Exercise materials:
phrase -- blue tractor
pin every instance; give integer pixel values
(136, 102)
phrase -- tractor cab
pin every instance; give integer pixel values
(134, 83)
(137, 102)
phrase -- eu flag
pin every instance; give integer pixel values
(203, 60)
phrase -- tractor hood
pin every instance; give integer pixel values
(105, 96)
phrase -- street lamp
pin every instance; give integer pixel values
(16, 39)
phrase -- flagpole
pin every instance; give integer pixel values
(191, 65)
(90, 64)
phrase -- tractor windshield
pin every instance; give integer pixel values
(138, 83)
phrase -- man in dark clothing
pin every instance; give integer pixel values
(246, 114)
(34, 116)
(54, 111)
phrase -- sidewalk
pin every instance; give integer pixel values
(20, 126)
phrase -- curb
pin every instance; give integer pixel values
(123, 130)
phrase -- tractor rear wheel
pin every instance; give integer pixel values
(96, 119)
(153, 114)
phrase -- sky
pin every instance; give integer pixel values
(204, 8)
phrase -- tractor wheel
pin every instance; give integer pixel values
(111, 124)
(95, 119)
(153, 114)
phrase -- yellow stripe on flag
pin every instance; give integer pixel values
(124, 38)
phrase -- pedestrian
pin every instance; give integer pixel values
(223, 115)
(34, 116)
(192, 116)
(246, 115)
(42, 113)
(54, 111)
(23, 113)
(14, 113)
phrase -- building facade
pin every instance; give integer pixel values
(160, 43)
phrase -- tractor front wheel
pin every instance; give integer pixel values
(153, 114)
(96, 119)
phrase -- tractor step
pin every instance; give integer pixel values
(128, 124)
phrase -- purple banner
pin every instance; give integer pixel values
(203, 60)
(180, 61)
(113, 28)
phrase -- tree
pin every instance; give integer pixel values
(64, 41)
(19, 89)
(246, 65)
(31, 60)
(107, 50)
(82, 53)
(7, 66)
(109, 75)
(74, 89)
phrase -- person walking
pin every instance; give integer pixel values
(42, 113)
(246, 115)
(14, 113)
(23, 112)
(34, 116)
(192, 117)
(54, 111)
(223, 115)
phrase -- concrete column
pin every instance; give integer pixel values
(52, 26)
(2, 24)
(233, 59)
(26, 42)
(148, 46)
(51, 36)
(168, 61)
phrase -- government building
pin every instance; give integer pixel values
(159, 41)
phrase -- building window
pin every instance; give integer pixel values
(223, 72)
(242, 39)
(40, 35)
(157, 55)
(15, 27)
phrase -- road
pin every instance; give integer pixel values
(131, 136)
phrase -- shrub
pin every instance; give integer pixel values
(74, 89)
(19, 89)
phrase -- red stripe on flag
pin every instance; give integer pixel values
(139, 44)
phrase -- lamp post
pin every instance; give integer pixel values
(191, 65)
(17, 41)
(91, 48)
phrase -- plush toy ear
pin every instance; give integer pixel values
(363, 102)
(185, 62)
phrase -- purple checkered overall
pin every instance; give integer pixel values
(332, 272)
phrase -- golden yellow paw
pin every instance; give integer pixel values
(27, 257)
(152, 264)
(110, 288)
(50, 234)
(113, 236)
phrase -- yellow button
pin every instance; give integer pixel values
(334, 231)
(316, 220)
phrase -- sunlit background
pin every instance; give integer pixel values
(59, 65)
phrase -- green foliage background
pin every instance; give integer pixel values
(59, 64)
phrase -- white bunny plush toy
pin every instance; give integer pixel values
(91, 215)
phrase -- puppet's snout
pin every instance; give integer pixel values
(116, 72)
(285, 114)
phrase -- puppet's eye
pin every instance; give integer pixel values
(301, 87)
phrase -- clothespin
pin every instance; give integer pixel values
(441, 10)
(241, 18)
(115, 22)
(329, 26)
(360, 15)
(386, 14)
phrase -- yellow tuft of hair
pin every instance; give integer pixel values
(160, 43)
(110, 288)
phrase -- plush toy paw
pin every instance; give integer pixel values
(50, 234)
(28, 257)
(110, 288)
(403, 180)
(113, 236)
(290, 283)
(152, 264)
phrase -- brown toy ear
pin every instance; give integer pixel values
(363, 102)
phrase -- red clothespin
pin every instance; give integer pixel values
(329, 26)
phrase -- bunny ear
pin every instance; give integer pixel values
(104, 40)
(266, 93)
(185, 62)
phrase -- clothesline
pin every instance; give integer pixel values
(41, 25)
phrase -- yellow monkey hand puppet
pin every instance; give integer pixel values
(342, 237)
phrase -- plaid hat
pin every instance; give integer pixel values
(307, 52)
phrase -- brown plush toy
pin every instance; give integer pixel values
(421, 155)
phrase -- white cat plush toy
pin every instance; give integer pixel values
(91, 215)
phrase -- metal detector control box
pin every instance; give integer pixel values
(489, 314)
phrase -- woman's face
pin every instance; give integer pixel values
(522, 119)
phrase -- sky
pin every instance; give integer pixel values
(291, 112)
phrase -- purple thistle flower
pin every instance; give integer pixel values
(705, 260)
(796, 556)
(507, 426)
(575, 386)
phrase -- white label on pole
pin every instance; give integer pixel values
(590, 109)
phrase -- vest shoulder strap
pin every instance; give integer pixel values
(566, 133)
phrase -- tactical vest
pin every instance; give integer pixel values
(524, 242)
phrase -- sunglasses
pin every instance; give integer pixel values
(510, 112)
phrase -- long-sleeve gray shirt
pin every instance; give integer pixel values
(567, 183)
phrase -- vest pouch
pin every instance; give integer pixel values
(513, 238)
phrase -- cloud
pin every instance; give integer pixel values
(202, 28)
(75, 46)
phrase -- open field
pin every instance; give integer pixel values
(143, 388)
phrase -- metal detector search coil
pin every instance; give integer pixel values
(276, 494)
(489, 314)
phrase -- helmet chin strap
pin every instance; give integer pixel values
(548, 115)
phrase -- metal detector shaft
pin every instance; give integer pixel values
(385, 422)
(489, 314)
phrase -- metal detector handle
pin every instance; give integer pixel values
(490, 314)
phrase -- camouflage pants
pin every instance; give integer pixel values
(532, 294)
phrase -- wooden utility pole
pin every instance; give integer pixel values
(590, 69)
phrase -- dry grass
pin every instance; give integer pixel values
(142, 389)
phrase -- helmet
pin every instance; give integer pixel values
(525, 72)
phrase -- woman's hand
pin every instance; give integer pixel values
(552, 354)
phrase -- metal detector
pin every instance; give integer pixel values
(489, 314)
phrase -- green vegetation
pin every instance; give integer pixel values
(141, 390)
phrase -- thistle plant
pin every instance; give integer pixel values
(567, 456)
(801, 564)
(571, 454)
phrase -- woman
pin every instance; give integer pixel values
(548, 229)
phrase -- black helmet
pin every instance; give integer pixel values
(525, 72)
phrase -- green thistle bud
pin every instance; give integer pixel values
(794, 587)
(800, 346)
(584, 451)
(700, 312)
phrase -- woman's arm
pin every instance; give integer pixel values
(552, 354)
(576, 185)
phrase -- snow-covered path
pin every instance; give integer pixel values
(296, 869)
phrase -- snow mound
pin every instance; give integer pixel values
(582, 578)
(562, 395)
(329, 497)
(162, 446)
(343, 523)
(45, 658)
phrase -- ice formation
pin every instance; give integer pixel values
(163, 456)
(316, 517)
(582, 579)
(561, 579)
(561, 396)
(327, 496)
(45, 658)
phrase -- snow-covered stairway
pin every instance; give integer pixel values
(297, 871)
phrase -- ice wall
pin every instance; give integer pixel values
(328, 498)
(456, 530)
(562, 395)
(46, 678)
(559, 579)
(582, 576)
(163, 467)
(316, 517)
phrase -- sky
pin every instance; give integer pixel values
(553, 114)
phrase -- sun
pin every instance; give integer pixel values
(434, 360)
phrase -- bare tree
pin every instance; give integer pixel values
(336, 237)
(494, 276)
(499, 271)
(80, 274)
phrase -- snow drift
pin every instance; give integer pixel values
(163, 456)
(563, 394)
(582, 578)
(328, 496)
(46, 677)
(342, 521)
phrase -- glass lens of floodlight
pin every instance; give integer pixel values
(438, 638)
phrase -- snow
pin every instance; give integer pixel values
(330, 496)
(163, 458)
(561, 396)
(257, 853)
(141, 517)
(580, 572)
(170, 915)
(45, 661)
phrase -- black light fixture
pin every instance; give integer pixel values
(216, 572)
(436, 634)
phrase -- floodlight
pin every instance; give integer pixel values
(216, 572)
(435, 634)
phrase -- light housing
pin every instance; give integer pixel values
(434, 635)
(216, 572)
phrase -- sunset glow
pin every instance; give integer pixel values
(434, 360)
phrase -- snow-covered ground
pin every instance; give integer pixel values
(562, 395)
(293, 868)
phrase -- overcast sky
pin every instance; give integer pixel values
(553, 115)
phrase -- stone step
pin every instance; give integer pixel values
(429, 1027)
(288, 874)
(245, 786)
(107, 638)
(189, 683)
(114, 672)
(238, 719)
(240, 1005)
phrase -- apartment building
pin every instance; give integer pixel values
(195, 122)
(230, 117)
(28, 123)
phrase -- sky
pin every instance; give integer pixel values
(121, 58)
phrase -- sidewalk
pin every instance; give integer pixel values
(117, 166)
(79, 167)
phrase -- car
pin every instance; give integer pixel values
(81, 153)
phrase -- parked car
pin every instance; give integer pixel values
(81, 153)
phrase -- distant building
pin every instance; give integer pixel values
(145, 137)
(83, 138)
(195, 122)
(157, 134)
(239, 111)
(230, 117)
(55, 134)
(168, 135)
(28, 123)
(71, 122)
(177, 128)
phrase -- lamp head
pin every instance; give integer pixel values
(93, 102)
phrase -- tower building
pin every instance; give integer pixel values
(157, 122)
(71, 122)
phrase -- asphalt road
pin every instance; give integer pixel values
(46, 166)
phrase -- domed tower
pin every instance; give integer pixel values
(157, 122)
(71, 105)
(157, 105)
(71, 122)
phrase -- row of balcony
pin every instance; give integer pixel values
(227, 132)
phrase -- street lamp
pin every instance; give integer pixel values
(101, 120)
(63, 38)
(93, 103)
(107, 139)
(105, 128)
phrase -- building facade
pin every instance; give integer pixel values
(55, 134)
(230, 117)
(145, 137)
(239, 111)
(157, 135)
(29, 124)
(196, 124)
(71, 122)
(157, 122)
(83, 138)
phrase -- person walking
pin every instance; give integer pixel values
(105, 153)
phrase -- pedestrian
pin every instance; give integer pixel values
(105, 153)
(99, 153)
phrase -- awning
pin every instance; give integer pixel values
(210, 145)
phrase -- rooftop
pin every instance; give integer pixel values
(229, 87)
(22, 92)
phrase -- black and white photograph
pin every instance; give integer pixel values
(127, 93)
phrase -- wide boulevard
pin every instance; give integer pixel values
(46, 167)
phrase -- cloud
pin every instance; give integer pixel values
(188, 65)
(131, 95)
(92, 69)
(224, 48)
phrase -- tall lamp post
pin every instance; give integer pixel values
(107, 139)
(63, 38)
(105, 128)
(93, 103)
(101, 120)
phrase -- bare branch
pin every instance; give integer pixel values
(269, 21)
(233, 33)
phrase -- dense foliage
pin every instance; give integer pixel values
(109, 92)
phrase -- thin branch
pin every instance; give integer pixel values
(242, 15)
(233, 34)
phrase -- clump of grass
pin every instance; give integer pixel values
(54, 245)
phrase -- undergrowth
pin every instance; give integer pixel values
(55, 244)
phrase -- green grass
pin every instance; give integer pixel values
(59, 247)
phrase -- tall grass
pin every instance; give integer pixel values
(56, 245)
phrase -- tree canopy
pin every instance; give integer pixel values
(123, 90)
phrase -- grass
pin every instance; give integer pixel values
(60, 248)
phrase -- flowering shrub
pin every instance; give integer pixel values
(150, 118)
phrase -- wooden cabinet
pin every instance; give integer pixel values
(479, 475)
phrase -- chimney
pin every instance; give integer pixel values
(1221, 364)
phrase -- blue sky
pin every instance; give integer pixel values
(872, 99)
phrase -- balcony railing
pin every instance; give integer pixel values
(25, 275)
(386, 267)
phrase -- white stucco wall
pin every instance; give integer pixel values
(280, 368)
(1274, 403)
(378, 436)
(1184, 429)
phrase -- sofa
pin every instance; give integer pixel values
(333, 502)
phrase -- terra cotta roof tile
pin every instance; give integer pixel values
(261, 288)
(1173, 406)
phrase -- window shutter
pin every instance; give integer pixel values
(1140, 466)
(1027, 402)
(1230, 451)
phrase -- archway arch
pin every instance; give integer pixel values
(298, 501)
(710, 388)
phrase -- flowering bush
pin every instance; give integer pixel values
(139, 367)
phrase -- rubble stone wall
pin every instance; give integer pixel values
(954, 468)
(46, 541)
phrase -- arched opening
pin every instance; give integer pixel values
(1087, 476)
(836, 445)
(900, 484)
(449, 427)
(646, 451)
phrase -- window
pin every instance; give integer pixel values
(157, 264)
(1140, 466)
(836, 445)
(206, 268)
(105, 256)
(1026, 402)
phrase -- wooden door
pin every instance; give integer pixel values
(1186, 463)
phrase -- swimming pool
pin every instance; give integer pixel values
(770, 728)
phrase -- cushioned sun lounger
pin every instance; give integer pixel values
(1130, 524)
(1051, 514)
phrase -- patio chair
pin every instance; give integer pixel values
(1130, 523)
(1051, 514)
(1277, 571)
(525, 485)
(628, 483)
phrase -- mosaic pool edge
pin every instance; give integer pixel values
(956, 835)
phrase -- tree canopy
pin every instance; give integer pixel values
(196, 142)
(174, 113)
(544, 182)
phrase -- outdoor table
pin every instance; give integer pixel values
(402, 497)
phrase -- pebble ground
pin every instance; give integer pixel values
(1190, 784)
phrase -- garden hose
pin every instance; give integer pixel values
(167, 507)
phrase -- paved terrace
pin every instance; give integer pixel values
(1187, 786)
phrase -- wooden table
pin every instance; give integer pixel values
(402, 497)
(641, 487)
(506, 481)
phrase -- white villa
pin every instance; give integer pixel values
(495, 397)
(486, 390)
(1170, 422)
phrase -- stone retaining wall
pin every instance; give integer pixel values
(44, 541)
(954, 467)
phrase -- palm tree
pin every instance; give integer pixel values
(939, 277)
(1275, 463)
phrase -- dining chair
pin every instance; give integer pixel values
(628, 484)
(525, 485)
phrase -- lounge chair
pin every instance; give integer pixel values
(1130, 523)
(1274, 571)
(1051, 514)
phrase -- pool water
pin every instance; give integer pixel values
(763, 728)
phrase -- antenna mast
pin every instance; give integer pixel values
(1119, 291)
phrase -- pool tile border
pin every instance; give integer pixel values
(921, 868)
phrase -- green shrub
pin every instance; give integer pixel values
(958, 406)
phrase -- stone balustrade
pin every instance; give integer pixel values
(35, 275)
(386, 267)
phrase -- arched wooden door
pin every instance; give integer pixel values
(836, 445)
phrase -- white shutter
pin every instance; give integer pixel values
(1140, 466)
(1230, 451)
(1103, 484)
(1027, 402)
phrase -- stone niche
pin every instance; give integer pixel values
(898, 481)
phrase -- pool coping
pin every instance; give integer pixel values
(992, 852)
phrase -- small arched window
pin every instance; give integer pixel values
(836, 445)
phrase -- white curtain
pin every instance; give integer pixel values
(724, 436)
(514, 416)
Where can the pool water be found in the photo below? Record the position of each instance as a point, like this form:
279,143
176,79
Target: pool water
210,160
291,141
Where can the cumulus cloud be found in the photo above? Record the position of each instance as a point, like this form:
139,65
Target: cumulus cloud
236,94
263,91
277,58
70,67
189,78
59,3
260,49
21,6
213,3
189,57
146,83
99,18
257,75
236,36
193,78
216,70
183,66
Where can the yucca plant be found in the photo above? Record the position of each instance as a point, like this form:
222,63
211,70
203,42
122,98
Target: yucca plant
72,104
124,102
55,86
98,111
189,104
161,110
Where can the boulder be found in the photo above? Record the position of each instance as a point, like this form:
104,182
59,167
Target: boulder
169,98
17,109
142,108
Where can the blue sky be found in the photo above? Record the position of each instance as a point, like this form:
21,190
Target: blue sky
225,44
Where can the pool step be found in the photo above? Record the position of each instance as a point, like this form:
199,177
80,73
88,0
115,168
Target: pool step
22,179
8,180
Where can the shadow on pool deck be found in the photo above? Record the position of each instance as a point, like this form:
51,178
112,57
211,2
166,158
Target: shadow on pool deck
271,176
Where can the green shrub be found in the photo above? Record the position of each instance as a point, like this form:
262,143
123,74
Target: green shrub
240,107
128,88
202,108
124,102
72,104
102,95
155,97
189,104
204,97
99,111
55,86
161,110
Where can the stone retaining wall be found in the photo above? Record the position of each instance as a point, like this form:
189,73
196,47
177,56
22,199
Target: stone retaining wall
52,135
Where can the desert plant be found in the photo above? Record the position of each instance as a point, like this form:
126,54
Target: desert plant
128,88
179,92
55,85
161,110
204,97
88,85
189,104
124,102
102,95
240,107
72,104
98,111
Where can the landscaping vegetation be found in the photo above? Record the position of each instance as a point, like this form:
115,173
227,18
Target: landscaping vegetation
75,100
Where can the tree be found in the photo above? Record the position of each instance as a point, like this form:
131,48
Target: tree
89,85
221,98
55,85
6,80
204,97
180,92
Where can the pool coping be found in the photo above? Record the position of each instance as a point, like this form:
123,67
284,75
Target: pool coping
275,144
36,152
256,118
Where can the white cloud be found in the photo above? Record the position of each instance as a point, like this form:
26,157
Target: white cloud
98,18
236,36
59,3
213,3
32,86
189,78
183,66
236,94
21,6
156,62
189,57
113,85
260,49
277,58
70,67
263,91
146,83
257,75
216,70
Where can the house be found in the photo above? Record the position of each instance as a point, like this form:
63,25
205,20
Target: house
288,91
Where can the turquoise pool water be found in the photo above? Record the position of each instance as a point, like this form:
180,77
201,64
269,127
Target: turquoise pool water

Task prompt: Copy every line from the records that holds the string "tile".

Your solution:
phrase -- terra cotta roof tile
phrase -- pool tile border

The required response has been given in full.